Sentenza Sentenza Cassazione Civile n. 5536 del 06/03/2017

Cassazione civile, sez. lav., 06/03/2017, (ud. 15/11/2016, dep.06/03/2017),  n. 5536

LA CORTE SUPREMA DI CASSAZIONE

SEZIONE LAVORO

Composta dagli Ill.mi Sigg.ri Magistrati:

Dott. MAMMONE Giovanni – Presidente –

Dott. D’ANTONIO Enrica – Consigliere –

Dott. BERRINO Umberto – Consigliere –

Dott. DORONZO Adriana – rel. Consigliere –

Dott. RIVERSO Roberto – Consigliere –

ha pronunciato la seguente:

SENTENZA

sul ricorso 22655/2011 proposto da:

D.M.G., C.F. (OMISSIS), elettivamente domiciliato in

ROMA, VIA SCIPIO SLATAPER 9, presso lo studio dell’avvocato MASSIMO

FILIE’, che lo rappresenta e difende, giusta delega in atti;

– ricorrente –

contro

I.N.P.S. – ISTITUTO NAZIONALE PREVIDENZA SOCIALE, C.F. (OMISSIS), in

persona del Presidente e legale rappresentante pro tempore,

elettivamente domiciliato in ROMA, VIA CESARE BECCARIA 29, presso

l’Avvocatura Centrale dell’Istituto, rappresentato e difeso dagli

Avvocati CLEMENTINA PULLI, MAURO RICCI, giusta delega in atti;

– controricorrente –

avverso la sentenza n. 6866/2010 della CORTE D’APPELLO di ROMA,

depositata il 08/10/2010 R.G.N. 6227/2009;

udita la relazione della causa svolta nella pubblica udienza del

15/11/2016 dal Consigliere Dott. ADRIANA DORONZO;

udito l’Avvocato DE CARO ENRICO per delega Avvocato FILIE’ MASSIMO;

udito l’Avvocato PULLI CLEMENTINA;

udito il P.M., in persona del Sostituto Procuratore Generale Dott.

> **Compiti proposti**:
[a] Indica i magistrati che compongono il collegio nella sentenza, ciascuno con il ruolo attribuitogli.
[b] Trascrivi fedelmente il passo della sentenza che inizia con le parole "udito l’Avvocato DE" e termina dopo le parole "Procuratore Generale Dott.".

> **Voci riportate**:
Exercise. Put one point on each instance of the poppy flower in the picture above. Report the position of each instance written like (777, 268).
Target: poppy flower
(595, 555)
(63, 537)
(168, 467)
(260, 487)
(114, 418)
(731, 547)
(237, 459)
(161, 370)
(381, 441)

> **Elenco soluzioni**:
[a]
Giovanni Mammone – Presidente
Enrica D'Antonio – Consigliere
Umberto Berrino – Consigliere
Adriana Doronzo – relatore, Consigliere
Roberto Riverso – Consigliere

[b]
udito l’Avvocato DE CARO ENRICO per delega Avvocato FILIE’ MASSIMO;

udito l’Avvocato PULLI CLEMENTINA;

udito il P.M., in persona del Sostituto Procuratore Generale Dott.